TASK STATEMENT:
Each line below needs to be printed again exactly.

INPUT:
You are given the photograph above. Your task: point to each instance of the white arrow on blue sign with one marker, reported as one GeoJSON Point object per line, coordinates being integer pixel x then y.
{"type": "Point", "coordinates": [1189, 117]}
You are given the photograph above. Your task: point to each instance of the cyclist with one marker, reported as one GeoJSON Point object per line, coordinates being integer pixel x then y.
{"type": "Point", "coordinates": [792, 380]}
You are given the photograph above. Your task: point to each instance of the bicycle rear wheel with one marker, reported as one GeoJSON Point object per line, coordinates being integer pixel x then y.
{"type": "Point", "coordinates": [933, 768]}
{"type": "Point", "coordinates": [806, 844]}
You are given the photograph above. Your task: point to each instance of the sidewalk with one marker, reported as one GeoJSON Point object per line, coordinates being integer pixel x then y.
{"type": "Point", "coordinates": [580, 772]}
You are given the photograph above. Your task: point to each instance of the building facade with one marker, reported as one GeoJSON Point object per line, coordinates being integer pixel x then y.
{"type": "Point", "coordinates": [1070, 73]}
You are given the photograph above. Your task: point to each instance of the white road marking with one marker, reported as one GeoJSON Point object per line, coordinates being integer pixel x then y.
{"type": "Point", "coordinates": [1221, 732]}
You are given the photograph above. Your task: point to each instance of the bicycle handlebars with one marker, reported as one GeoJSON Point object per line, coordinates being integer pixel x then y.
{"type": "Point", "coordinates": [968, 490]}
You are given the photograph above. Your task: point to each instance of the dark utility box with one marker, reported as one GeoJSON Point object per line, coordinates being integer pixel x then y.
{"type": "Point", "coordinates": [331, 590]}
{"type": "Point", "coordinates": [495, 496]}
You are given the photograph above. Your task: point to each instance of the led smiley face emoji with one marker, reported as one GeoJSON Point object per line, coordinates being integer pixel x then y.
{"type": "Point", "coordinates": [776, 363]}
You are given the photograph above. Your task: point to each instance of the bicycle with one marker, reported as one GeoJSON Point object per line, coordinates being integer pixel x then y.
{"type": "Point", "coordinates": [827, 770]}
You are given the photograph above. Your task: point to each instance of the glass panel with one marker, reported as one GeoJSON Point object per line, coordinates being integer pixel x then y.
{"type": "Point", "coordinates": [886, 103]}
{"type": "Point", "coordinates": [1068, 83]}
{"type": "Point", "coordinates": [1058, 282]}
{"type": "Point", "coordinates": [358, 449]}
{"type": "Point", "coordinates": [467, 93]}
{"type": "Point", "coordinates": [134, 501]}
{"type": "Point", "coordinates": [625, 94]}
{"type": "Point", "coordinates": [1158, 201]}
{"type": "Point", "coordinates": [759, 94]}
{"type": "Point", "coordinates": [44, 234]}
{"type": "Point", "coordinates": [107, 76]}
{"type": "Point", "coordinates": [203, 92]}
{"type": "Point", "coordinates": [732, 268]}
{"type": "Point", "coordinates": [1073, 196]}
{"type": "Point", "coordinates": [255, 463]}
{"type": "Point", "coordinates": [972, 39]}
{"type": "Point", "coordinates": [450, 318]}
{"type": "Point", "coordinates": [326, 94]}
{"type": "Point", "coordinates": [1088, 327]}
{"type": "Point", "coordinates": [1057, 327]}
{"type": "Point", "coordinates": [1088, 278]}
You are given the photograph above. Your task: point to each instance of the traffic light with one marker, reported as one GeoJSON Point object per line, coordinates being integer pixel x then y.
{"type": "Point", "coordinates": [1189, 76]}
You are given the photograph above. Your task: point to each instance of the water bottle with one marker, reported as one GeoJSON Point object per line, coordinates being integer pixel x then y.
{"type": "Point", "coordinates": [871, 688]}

WRITTEN RESPONSE:
You are given the photograph above. Your task: point to each instance of the white arrow on blue sign with one marker, reported as one GeoJSON Point object per line, coordinates being integer pixel x then y.
{"type": "Point", "coordinates": [1189, 117]}
You are given the photograph above. Your task: point to each instance of the cyclist with one marker, reported as one GeoJSON Point object per line, coordinates being integer pixel x then y.
{"type": "Point", "coordinates": [792, 380]}
You are given the photograph above. Your task: point to each instance of the bicycle rear wheel with one marker, reported as one GeoJSON Point object per line, coordinates being integer pixel x then y.
{"type": "Point", "coordinates": [933, 768]}
{"type": "Point", "coordinates": [806, 844]}
You are given the photograph above. Your task: point to each instance of the sidewalk with one marker, reported as one GeoJSON Point object per line, coordinates being integer pixel x then y.
{"type": "Point", "coordinates": [580, 772]}
You are given the photograph above. Your task: point to each instance of the building facade with one marker, reported as one GeoJSON Point object per line, coordinates being integer pixel x then y.
{"type": "Point", "coordinates": [1070, 73]}
You are given the photograph above. Your task: point to each instance of the white road marking with one marker, reported as one GeoJSON Point object per line, coordinates being integer pixel x then y.
{"type": "Point", "coordinates": [1221, 732]}
You are given the photograph above. Your task: point to each instance of the bicycle handlebars with one marker, reported as one GeoJSON Point object per line, coordinates being integer pixel x then y.
{"type": "Point", "coordinates": [968, 490]}
You are given the photograph above. Your task: point to each instance of the dark utility box with one marker, reported as one GeoJSON Point object per line, coordinates being integer pixel x then y.
{"type": "Point", "coordinates": [331, 590]}
{"type": "Point", "coordinates": [495, 496]}
You are given the photograph above. Your task: point to each instance of the led smiley face emoji with one marker, reported as one GeoJSON Point object per line, coordinates being integer pixel x then y.
{"type": "Point", "coordinates": [776, 363]}
You are given the photograph above. Your task: point to each instance of the bicycle with one marker, reported as one GeoJSON Point object per line, coordinates being integer pixel x then y.
{"type": "Point", "coordinates": [827, 770]}
You are given the photograph above. Your task: point to each instance of the glass panel with one marker, reported as one GeoJSON Point object per line, coordinates being integer pixel x then y.
{"type": "Point", "coordinates": [886, 103]}
{"type": "Point", "coordinates": [1068, 83]}
{"type": "Point", "coordinates": [1058, 282]}
{"type": "Point", "coordinates": [358, 449]}
{"type": "Point", "coordinates": [467, 93]}
{"type": "Point", "coordinates": [134, 501]}
{"type": "Point", "coordinates": [625, 94]}
{"type": "Point", "coordinates": [1158, 201]}
{"type": "Point", "coordinates": [759, 94]}
{"type": "Point", "coordinates": [44, 234]}
{"type": "Point", "coordinates": [107, 76]}
{"type": "Point", "coordinates": [203, 92]}
{"type": "Point", "coordinates": [732, 268]}
{"type": "Point", "coordinates": [1073, 196]}
{"type": "Point", "coordinates": [255, 463]}
{"type": "Point", "coordinates": [972, 39]}
{"type": "Point", "coordinates": [450, 318]}
{"type": "Point", "coordinates": [326, 94]}
{"type": "Point", "coordinates": [1088, 327]}
{"type": "Point", "coordinates": [1057, 327]}
{"type": "Point", "coordinates": [1088, 278]}
You are given the photograph above. Your task: point to each instance of the traffic light with one marker, reported as one GeoJSON Point object per line, coordinates being integer pixel x then y.
{"type": "Point", "coordinates": [1189, 76]}
You are given the photograph above. Your task: point to each instance of the water bottle with one marker, reported as one GeoJSON Point object per line, coordinates being integer pixel x then y.
{"type": "Point", "coordinates": [871, 688]}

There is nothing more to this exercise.